» **PASSAGE FOURNI**
--
Aux États-Unis, entre crispations politique, montée des discriminations et retrait sur les enjeux climatiques, le bien-être collectif est-il encore possible ? Tandis que des familles européennes tournent le dos au « rêve américain », citoyens et communautés locales inventent pourtant de nouvelles formes de résilience et de solidarité, malgré l’adversité.
Depuis le retour de Donald Trump à la Maison Blanche en janvier 2025, les États-Unis connaissent une montée des tensions : recul des droits des personnes trans et LGBT+, hausse du sentiment d’insécurité, retrait de la scène internationale sur les grandes questions écologiques. Cette crispation a des retombées sociales et humaines concrètes : peur, isolement, difficultés économiques, défiance vis-à-vis de l’avenir – au point de détourner un nombre croissant de touristes et de familles, désormais inquiètes de séjourner outre-Atlantique.
--
» **DONNÉES ENREGISTRÉES**
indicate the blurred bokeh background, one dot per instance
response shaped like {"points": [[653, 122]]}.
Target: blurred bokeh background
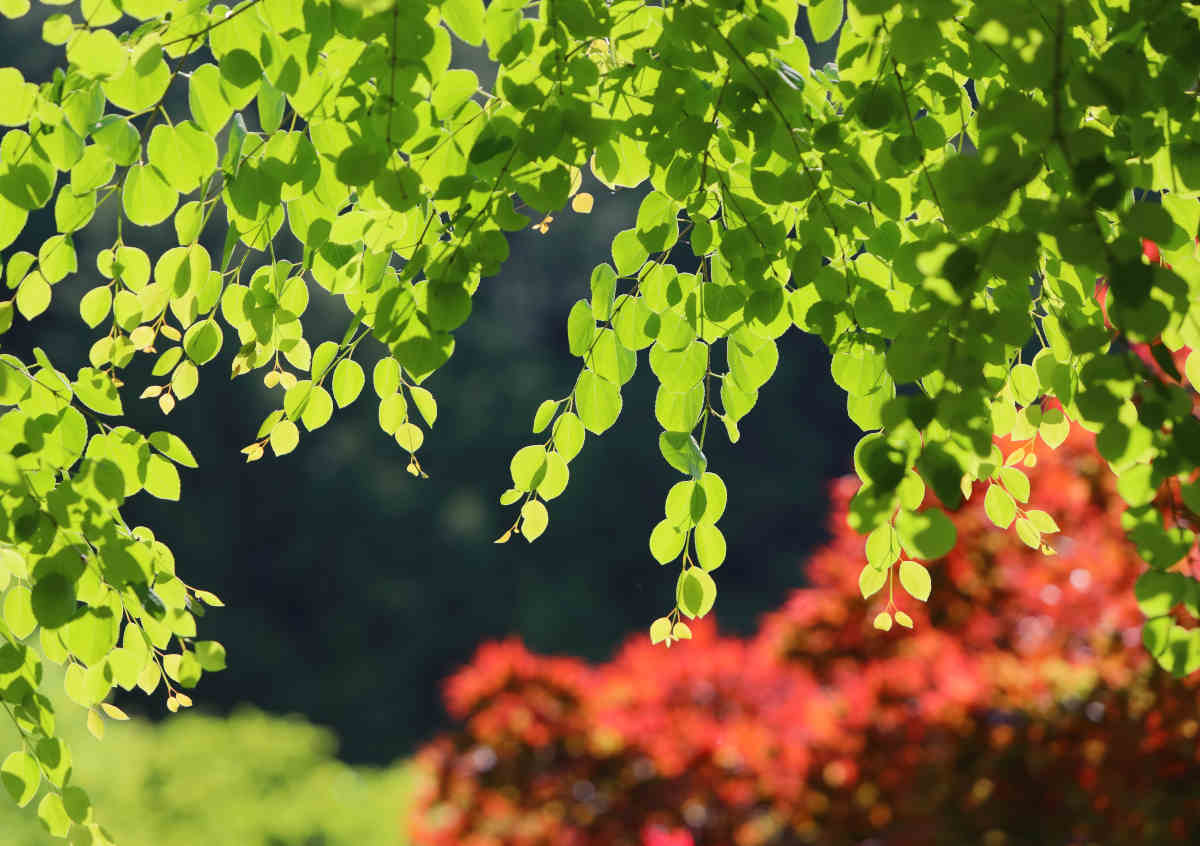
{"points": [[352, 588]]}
--
Selon le passage sur les États-Unis, à quelle date Donald Trump est-il revenu à la Maison Blanche ? Le matériel n'est pas nécessaire.

En janvier 2025.